● **Prompt**: Nothing in the data may change. Copy all of it exactly.

● **The data**:
_ _ _ _

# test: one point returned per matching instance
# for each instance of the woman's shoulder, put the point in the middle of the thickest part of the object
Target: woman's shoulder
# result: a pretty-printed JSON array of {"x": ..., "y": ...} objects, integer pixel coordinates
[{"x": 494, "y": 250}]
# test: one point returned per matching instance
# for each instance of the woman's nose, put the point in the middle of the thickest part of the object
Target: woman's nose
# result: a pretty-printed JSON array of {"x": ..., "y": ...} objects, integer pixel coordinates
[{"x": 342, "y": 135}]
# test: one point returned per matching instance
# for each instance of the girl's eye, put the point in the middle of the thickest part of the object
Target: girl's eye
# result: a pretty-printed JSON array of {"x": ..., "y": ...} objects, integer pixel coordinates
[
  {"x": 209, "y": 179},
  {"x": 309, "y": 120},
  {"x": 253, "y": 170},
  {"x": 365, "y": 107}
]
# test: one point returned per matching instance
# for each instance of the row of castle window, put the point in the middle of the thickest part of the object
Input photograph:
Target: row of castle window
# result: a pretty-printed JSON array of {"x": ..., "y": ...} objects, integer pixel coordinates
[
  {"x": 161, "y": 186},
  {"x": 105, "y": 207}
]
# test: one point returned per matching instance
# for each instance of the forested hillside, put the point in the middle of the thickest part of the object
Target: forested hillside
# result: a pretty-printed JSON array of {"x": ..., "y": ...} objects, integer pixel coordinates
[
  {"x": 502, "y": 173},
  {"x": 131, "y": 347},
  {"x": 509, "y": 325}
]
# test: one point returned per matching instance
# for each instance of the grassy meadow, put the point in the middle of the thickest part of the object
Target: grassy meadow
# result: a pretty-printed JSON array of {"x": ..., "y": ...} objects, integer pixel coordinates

_ _ _ _

● **Task solution**:
# test: one point returned per matching instance
# for each instance of the woman's shoulder, put the point in the middle of the thickest part of the object
Target: woman's shoulder
# result: a pretty-printed JSON array of {"x": ..., "y": ...} objects, integer pixel coordinates
[{"x": 494, "y": 250}]
# test: one point returned per matching instance
# for each instance of the woman's nose, put the point in the middle of the thickest part of the object
Target: woman's nose
# result: a pretty-printed JSON array of {"x": ..., "y": ...} objects, integer pixel coordinates
[{"x": 342, "y": 135}]
# test: one point returned per matching instance
# for each instance of the girl's eye, put the point in the middle of the thickest part of the object
Target: girl's eye
# result: a pretty-printed JSON array of {"x": ..., "y": ...} objects, integer pixel coordinates
[
  {"x": 209, "y": 179},
  {"x": 309, "y": 120},
  {"x": 253, "y": 170},
  {"x": 365, "y": 107}
]
# test: one point returned per matching instance
# for each instance of the row of castle window, put the point in the middle of the thickest part of the object
Input photograph:
Target: row of castle window
# result: a pretty-printed JSON array of {"x": ..., "y": ...} objects, integer pixel coordinates
[
  {"x": 161, "y": 186},
  {"x": 105, "y": 207}
]
# test: one point returned per matching instance
# for each instance of the forested hillside, put the point in the middle of the thickest part of the object
Target: forested hillside
# result: a pretty-printed JSON array of {"x": ..., "y": ...} objects, integer pixel coordinates
[
  {"x": 502, "y": 173},
  {"x": 131, "y": 347},
  {"x": 509, "y": 325}
]
# test: one point returned per matching instance
# for each instance of the grassy meadow, put the point in the middle of the thickest part of the object
Target: grassy meadow
# result: a pretty-printed JSON array of {"x": ..., "y": ...} objects, integer pixel coordinates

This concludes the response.